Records
* * * *

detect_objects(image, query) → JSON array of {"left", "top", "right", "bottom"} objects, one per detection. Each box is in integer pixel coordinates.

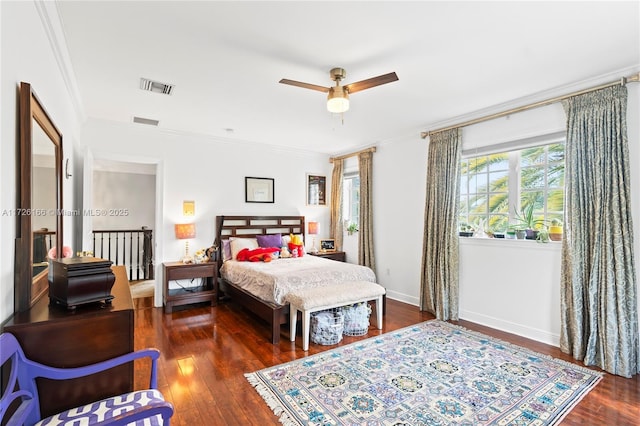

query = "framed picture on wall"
[
  {"left": 244, "top": 177, "right": 275, "bottom": 203},
  {"left": 307, "top": 174, "right": 327, "bottom": 206}
]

* * * *

Direction:
Repeat every line of the items above word for word, but leave the pictures out.

Result of the task:
detect_objects(image, query) → JSON array of {"left", "top", "right", "bottom"} objects, one per detection. Each box is in integer pixel coordinates.


query = "framed picture on wall"
[
  {"left": 244, "top": 177, "right": 275, "bottom": 203},
  {"left": 307, "top": 174, "right": 327, "bottom": 206}
]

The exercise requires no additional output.